• **What to do**
If a line of the records contains the string "target", copy it out.

• **Data to examine**
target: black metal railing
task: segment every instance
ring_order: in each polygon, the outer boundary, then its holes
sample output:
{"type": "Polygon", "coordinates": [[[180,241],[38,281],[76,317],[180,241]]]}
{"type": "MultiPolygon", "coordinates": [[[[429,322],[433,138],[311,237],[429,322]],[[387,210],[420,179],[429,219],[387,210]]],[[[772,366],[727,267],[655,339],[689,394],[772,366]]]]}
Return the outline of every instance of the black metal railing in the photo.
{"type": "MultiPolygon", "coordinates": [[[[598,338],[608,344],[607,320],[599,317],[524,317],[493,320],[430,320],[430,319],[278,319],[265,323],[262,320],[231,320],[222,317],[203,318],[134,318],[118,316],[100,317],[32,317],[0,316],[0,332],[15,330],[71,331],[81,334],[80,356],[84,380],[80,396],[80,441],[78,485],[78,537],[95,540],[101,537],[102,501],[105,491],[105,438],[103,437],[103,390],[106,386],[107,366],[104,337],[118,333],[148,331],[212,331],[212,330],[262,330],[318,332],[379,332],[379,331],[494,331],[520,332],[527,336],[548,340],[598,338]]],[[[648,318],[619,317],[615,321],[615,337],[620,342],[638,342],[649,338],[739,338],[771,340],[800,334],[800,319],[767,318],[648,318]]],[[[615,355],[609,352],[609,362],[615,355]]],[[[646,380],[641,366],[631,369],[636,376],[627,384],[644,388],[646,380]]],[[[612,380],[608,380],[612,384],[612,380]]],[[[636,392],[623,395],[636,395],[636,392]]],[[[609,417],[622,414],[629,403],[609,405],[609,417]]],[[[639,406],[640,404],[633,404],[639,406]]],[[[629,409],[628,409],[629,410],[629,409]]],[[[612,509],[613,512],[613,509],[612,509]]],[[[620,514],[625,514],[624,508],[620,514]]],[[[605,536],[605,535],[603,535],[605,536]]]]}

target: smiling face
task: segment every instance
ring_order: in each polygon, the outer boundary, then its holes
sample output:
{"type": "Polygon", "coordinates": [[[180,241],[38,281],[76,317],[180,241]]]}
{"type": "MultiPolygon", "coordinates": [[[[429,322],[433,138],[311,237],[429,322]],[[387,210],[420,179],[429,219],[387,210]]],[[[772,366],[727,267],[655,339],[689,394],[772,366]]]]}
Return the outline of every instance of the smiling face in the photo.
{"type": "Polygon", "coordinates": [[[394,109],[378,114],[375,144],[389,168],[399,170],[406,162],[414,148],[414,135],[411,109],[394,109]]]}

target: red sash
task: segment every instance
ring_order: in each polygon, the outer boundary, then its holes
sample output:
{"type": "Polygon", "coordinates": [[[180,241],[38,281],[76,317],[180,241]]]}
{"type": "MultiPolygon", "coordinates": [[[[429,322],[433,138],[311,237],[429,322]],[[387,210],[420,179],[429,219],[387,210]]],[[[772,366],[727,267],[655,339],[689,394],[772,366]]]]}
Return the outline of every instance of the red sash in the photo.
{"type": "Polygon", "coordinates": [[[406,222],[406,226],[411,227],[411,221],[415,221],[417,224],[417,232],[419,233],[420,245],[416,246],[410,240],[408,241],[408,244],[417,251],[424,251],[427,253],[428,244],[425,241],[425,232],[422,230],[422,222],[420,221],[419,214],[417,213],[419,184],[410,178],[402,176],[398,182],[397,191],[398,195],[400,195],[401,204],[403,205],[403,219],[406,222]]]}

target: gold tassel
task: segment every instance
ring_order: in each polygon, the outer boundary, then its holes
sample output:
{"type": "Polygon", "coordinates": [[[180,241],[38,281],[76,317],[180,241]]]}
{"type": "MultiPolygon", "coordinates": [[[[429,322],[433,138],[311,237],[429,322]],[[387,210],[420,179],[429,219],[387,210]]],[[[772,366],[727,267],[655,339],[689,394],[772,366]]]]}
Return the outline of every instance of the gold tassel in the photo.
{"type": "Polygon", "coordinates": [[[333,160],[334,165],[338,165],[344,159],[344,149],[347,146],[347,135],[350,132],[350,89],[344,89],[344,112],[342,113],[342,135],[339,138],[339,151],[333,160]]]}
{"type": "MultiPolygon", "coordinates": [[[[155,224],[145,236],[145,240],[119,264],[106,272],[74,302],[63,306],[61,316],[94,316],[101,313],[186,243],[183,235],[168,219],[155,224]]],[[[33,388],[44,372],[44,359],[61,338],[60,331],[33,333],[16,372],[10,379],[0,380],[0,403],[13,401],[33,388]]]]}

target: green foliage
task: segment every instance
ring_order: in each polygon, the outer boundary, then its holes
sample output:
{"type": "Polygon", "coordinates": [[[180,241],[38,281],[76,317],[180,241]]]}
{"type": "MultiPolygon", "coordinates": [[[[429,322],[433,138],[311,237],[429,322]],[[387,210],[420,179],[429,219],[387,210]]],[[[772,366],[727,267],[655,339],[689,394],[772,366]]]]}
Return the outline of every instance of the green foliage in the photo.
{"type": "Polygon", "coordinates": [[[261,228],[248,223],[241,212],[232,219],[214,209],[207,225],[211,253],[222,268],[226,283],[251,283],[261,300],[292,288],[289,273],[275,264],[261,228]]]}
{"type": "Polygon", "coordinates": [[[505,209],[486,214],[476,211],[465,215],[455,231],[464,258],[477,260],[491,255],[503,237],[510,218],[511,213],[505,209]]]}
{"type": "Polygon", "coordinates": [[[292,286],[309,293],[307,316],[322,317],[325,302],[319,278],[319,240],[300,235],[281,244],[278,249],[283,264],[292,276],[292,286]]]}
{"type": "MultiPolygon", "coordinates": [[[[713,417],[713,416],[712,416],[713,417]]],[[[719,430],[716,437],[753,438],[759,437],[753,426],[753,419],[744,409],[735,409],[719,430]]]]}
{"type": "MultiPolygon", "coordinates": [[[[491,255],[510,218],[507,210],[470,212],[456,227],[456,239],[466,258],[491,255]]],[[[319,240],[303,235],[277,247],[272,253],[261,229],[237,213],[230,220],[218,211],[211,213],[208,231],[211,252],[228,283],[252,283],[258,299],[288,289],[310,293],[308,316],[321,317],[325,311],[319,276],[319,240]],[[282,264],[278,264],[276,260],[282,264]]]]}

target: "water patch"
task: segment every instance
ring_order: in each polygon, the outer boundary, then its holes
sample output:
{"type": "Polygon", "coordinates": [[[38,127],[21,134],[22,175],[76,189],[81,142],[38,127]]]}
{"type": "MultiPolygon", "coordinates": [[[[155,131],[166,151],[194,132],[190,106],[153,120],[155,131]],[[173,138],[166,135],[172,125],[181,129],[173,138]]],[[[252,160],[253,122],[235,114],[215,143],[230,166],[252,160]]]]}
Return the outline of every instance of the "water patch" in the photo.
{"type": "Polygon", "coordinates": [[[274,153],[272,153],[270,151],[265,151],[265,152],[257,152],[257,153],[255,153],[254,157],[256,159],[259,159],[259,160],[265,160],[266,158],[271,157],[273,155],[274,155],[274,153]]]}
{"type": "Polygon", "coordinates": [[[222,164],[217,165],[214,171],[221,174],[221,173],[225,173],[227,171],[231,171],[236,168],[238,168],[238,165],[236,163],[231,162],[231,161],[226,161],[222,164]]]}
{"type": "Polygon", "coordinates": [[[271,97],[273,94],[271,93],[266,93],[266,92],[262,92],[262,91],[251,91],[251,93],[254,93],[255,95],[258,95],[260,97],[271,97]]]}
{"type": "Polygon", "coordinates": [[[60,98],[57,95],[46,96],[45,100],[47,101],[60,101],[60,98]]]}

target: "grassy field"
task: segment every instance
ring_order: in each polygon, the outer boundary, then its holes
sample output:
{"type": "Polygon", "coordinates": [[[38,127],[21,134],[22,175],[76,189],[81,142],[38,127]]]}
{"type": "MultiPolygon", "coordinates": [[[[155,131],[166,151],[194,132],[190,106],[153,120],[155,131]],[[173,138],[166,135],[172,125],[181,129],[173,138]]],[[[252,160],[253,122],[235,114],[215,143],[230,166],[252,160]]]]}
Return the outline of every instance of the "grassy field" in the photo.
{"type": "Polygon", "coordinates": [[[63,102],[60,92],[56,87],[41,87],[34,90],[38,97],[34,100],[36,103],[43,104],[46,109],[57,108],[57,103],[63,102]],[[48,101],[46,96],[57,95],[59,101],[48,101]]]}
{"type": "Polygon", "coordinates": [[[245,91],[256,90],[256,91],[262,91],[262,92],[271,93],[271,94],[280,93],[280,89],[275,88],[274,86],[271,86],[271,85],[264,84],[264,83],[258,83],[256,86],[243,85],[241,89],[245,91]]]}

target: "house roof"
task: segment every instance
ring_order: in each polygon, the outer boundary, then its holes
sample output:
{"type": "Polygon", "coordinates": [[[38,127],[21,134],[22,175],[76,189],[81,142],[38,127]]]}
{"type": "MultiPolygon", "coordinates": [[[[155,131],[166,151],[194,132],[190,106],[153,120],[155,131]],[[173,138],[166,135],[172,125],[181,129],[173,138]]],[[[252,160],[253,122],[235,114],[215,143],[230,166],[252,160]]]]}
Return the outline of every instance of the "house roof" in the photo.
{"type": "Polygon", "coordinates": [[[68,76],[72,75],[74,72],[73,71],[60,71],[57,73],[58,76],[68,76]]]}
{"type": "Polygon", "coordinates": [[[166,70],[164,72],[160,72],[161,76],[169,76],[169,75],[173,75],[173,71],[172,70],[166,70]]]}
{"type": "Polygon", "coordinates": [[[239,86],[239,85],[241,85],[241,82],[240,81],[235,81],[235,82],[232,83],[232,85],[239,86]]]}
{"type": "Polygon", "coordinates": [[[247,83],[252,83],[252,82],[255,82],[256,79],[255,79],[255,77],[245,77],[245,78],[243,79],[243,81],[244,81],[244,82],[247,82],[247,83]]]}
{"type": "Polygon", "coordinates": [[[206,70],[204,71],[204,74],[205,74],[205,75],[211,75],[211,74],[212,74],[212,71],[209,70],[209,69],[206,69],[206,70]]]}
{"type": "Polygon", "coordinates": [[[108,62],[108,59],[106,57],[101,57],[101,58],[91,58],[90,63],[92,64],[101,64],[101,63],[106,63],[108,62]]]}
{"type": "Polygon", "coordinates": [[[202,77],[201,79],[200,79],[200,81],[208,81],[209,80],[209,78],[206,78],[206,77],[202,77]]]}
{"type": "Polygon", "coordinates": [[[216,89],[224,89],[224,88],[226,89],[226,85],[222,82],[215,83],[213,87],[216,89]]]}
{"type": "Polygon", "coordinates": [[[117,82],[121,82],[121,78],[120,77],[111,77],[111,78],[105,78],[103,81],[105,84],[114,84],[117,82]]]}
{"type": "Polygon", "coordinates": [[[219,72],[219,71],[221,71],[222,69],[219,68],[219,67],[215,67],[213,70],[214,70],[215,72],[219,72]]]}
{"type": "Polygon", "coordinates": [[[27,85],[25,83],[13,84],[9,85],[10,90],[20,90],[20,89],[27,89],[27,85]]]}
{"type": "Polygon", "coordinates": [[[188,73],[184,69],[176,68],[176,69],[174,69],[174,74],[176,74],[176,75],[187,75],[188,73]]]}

• **Problem solution**
target: black metal railing
target: smiling face
target: red sash
target: gold tassel
target: green foliage
target: "water patch"
target: "grassy field"
target: "house roof"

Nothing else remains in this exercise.